-- BEGIN --
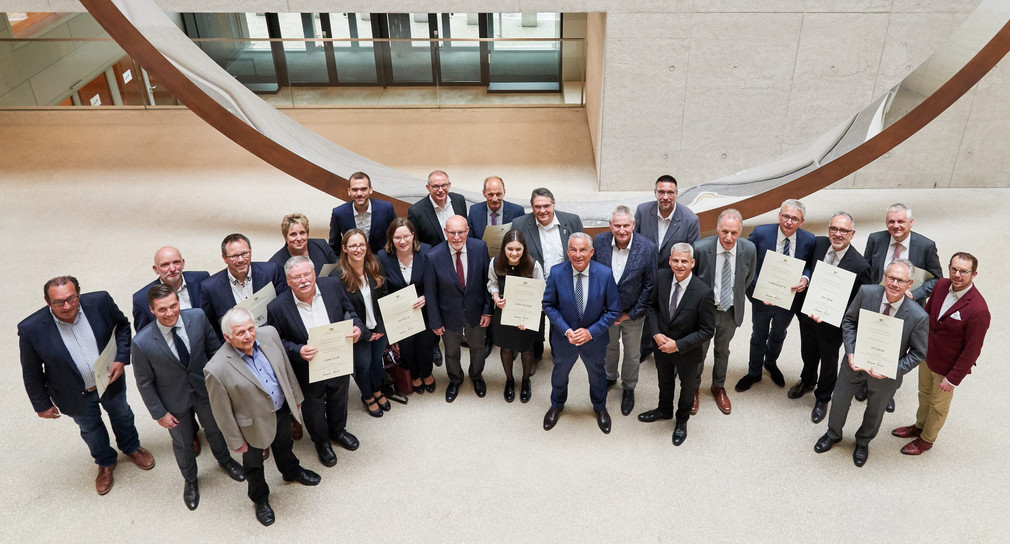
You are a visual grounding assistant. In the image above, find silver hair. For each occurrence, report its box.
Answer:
[284,255,315,276]
[221,307,256,338]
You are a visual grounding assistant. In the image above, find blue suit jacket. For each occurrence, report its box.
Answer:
[543,260,621,358]
[327,199,397,256]
[267,277,367,390]
[201,262,288,338]
[267,238,339,276]
[593,232,657,319]
[467,201,526,239]
[424,238,491,332]
[17,291,130,416]
[133,270,210,332]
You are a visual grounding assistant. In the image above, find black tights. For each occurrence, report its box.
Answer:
[501,347,533,382]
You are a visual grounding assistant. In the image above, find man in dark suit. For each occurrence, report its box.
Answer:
[593,206,655,416]
[814,258,929,466]
[327,172,396,255]
[130,285,245,510]
[267,256,371,466]
[543,232,621,434]
[201,232,288,338]
[638,242,715,446]
[634,175,701,269]
[786,212,870,423]
[734,199,814,393]
[891,251,991,455]
[691,208,758,416]
[424,215,491,403]
[203,308,321,525]
[17,276,155,495]
[406,170,467,247]
[133,246,210,332]
[512,187,583,361]
[467,176,526,240]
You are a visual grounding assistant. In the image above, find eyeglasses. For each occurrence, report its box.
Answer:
[49,295,81,308]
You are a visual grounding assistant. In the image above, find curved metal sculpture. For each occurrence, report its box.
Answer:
[81,0,1010,230]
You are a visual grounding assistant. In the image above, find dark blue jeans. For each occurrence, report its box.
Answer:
[71,387,140,466]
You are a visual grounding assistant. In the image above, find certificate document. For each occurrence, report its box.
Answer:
[95,339,116,399]
[484,223,512,256]
[753,249,808,310]
[306,319,355,383]
[502,276,547,331]
[852,309,902,378]
[802,260,855,327]
[379,286,424,344]
[235,283,277,327]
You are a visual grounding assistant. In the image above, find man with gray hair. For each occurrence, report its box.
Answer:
[203,308,320,525]
[735,199,814,393]
[593,206,657,416]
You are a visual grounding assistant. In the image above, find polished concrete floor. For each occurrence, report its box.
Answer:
[0,108,1010,543]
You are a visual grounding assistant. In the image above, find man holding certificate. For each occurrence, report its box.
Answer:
[814,258,929,466]
[735,199,814,393]
[267,255,365,466]
[17,276,155,495]
[787,212,870,423]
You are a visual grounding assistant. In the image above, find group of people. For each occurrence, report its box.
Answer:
[18,171,990,525]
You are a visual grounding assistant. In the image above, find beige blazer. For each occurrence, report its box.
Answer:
[203,326,304,450]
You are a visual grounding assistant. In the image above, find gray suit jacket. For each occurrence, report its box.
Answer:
[694,236,758,327]
[130,309,221,419]
[203,325,303,450]
[841,285,929,389]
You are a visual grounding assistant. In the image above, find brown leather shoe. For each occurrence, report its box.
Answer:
[127,448,155,470]
[95,464,116,495]
[901,438,933,455]
[891,425,922,438]
[712,386,733,416]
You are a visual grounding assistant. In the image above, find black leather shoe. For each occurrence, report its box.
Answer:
[594,409,610,434]
[543,406,565,431]
[621,390,634,416]
[315,441,336,466]
[814,433,838,453]
[256,502,274,527]
[445,384,460,403]
[810,403,827,423]
[183,479,200,510]
[638,408,674,423]
[852,444,870,466]
[674,421,688,446]
[765,364,786,388]
[284,468,322,485]
[330,431,361,451]
[855,384,867,403]
[220,459,245,481]
[733,374,761,393]
[786,379,814,400]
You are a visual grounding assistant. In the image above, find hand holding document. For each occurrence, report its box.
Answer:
[753,249,808,310]
[235,284,277,327]
[379,286,425,344]
[502,276,547,331]
[852,309,903,378]
[306,319,355,383]
[802,260,855,327]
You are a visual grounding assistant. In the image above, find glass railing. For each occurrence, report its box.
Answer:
[0,37,586,108]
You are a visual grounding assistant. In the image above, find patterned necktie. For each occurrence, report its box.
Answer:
[172,327,189,368]
[719,251,733,312]
[575,273,586,321]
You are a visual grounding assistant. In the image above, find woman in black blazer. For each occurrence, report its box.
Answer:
[379,217,435,393]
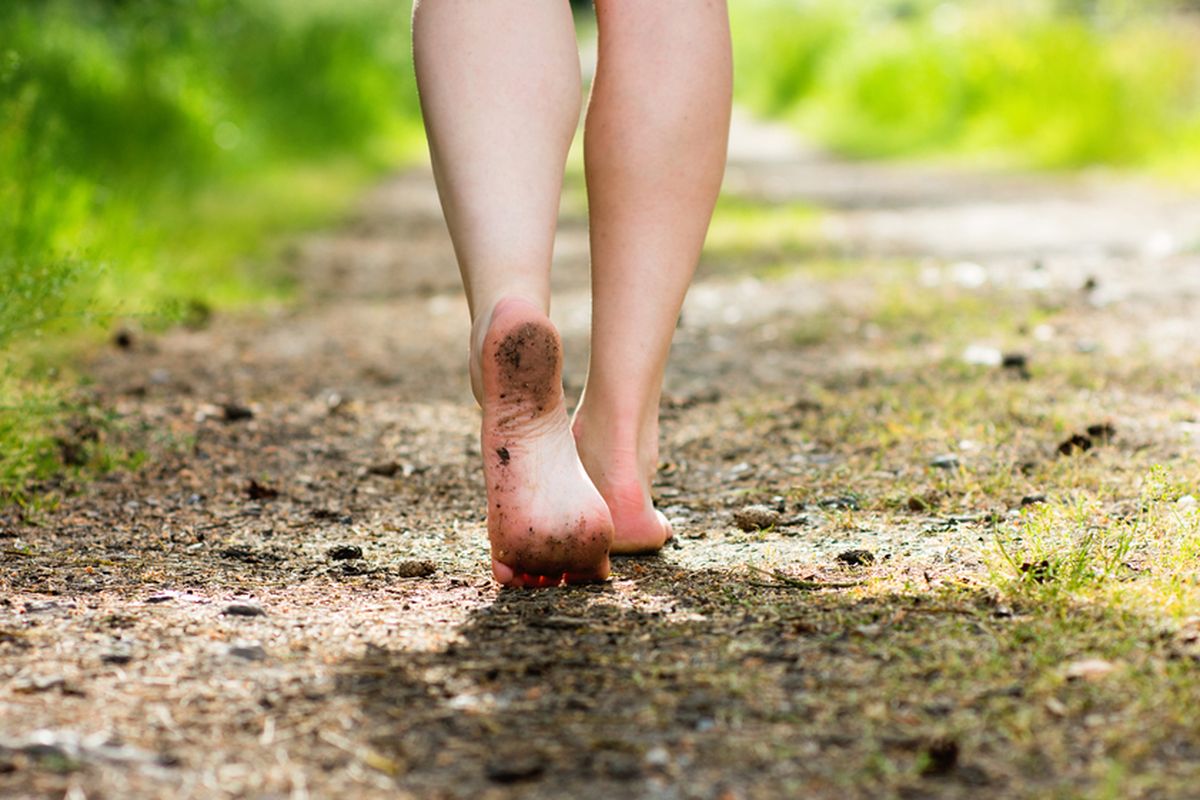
-- END --
[Goal] Write out every line of the records above as a numbered list, skipping any blank lines and leaving the pictures out.

[Task result]
1. You are a visual grounding assistant. In the image above, find silver hair. For each occurrence, report its box.
2. Answer:
3. [284,255,315,276]
4. [221,307,256,338]
5. You are a visual grounding assistant. In the image above, find blue suit jacket. For each occurrence, report its box.
6. Answer:
7. [543,260,621,358]
8. [327,199,397,256]
9. [267,277,367,390]
10. [201,262,288,338]
11. [267,238,339,276]
12. [593,232,657,319]
13. [467,201,526,239]
14. [424,238,491,332]
15. [17,291,130,416]
16. [133,270,210,332]
17. You are a visual grounding assistant. In the image above, find black tights. For each occurrence, report its box.
18. Answer:
19. [501,347,533,382]
20. You are a visual grounding assistant. In the image above, find man in dark suit. For each occurrence, report its box.
21. Answer:
22. [593,206,655,416]
23. [814,258,929,466]
24. [327,172,396,255]
25. [130,285,245,510]
26. [267,256,371,466]
27. [543,232,621,434]
28. [201,232,288,338]
29. [638,242,715,446]
30. [634,175,701,269]
31. [786,212,870,423]
32. [734,199,814,393]
33. [891,251,991,455]
34. [691,208,758,416]
35. [424,215,491,403]
36. [203,308,321,525]
37. [17,276,155,495]
38. [406,170,467,247]
39. [133,246,210,332]
40. [512,187,583,361]
41. [467,176,526,240]
42. You are a visual grounding assistant. In the image above, find eyeglasses. For each occurrence, report its box.
43. Answer:
44. [49,295,81,308]
45. You are a visual grounding assistant. In the image above, find curved metal sculpture. For each occurrence, report its box.
46. Answer:
47. [81,0,1010,230]
48. You are a visual grounding assistant. In the image above, find dark blue jeans. For each occurrence, report its box.
49. Answer:
50. [71,387,140,466]
51. You are a visual grounding assistant. In the image above, find certificate document. For each occurrence, report its box.
52. Answer:
53. [95,339,116,399]
54. [484,223,512,256]
55. [753,249,808,310]
56. [306,319,355,383]
57. [502,276,547,331]
58. [852,309,902,378]
59. [802,260,855,327]
60. [379,286,424,344]
61. [235,283,277,327]
62. You are a visual grounding assistant. In the image above, find man with gray hair. For each occurrence, report its box.
63. Answer:
64. [203,308,320,525]
65. [735,199,814,393]
66. [593,206,657,416]
67. You are a visual grounding assistant. In the image above, find polished concrete floor. For each occurrence, report its box.
68. Answer:
69. [0,108,1010,543]
70. You are a visual grounding assistant. In the image above, find man holding certificate. For each occurrence, report its box.
71. Answer:
72. [814,258,929,466]
73. [735,199,814,393]
74. [267,255,365,466]
75. [17,276,155,495]
76. [787,212,870,423]
77. You are a visual grounding assistant. In the image above, find group of people. For each occurrence, report its box.
78. Answer:
79. [18,171,990,525]
80. You are a visual grounding assistant. In the image above, find beige blazer. For each occurrence, report its box.
81. Answer:
82. [203,326,304,450]
83. You are a visual grounding assistant. In the image above, find gray suit jacket. For each occurrence, report its box.
84. Answer:
85. [694,236,758,327]
86. [130,309,221,419]
87. [203,325,303,450]
88. [841,285,929,389]
89. You are a visual grounding assistant. In the image above, find brown leather shoe. For each occurrence, report its box.
90. Answer:
91. [127,448,155,470]
92. [95,464,116,495]
93. [901,438,933,455]
94. [891,425,922,438]
95. [712,386,733,416]
96. You are a visual grounding assistant. In the image above, find black leather shoe. For each occurrence, report its box.
97. Answer:
98. [594,409,610,434]
99. [543,406,565,431]
100. [621,390,634,416]
101. [315,441,336,466]
102. [814,433,838,453]
103. [256,502,274,527]
104. [445,384,460,403]
105. [810,403,827,423]
106. [183,479,200,510]
107. [638,408,674,423]
108. [852,444,870,466]
109. [674,421,688,446]
110. [765,364,786,388]
111. [284,468,322,485]
112. [330,431,361,451]
113. [855,384,867,403]
114. [220,459,245,481]
115. [733,374,761,393]
116. [786,379,814,400]
117. You are a visual grounding assistant. In the image above, find hand holding document. For each occurrence, report its box.
118. Answer:
119. [753,249,808,310]
120. [235,284,277,327]
121. [379,286,425,344]
122. [502,276,547,331]
123. [852,309,903,378]
124. [306,319,355,383]
125. [802,260,855,327]
126. You are a visual grounding assistant. In the image above, find glass railing. For each occurrence, report its box.
127. Answer:
128. [0,37,586,108]
129. You are a visual grounding assistant. In the image above, find patterned necktie. For each occurrence, report its box.
130. Answer:
131. [172,327,189,368]
132. [719,251,733,312]
133. [575,273,586,321]
134. You are a visual grounding assistant. In the image above, find woman in black blazer. For each occurrence, report its box.
135. Answer:
136. [379,217,435,393]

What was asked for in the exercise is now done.